PROVIDED INFORMATION Start Marker

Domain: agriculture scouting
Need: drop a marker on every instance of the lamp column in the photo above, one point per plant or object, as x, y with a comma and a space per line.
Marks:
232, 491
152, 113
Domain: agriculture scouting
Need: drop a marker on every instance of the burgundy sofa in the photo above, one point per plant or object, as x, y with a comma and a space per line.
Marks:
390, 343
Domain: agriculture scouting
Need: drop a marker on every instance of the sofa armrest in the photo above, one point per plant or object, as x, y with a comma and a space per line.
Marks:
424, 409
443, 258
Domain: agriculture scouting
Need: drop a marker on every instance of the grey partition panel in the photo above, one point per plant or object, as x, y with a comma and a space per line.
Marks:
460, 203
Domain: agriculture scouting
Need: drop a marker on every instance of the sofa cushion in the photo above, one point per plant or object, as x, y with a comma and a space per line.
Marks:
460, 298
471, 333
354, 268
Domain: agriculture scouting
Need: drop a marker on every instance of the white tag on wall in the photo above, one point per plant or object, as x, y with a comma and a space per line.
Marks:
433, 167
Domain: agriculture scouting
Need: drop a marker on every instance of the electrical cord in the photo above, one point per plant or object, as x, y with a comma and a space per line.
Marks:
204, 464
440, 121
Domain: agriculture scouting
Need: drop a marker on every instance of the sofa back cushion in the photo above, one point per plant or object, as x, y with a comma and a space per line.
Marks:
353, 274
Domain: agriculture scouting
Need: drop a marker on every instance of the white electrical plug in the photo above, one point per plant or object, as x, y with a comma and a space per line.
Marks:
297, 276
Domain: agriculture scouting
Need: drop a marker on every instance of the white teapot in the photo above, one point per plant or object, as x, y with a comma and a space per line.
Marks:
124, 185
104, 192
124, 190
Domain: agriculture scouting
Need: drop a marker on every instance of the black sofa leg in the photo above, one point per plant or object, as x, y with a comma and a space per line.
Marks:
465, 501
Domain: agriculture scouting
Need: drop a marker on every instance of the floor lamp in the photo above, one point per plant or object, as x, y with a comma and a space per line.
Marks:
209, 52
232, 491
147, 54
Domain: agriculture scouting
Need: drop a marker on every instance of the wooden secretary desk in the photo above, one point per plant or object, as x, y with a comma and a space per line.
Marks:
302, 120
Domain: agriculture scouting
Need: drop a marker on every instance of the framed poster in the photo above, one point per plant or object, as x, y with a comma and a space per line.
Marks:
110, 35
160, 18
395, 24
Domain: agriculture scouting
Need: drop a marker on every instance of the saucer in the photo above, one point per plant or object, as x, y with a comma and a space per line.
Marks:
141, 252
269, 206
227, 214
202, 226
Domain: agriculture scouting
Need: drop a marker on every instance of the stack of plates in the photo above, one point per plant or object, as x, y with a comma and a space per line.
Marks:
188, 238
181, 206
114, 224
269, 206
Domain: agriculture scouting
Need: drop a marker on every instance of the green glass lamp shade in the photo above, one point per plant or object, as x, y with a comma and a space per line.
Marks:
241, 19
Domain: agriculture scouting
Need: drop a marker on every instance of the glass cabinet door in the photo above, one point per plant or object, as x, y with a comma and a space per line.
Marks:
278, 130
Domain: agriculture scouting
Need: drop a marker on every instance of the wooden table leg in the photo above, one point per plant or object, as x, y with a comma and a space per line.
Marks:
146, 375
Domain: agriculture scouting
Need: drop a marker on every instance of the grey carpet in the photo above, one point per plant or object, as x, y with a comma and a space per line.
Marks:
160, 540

PROVIDED INFORMATION End Marker

With the line containing "Need: drop a marker on every instance of the green" as the first and the final line of the entries above as the last, write out that span exactly and nothing more.

> **EXERCISE SOLUTION**:
Need: drop a marker on every instance of the green glass lamp shade in the photo above, one point per plant or object, as x, y with a comma and a space per line.
Marks:
241, 19
Domain: agriculture scouting
Need: drop a marker on every instance of the glass cabinet door in the photo above, one point per plant or object, as x, y with a comma and a space per line.
Marks:
278, 130
Domain: agriculture scouting
Need: drop a marker on every instance of the wooden table leg in the photo above, one point per plant or object, as x, y with a comma and a space per line.
Marks:
146, 375
Domain: agriculture scouting
Need: drop a marker on every instance of the grey carpet in the photo above, one point per plant or object, as x, y with a comma and a space per line.
Marks:
160, 540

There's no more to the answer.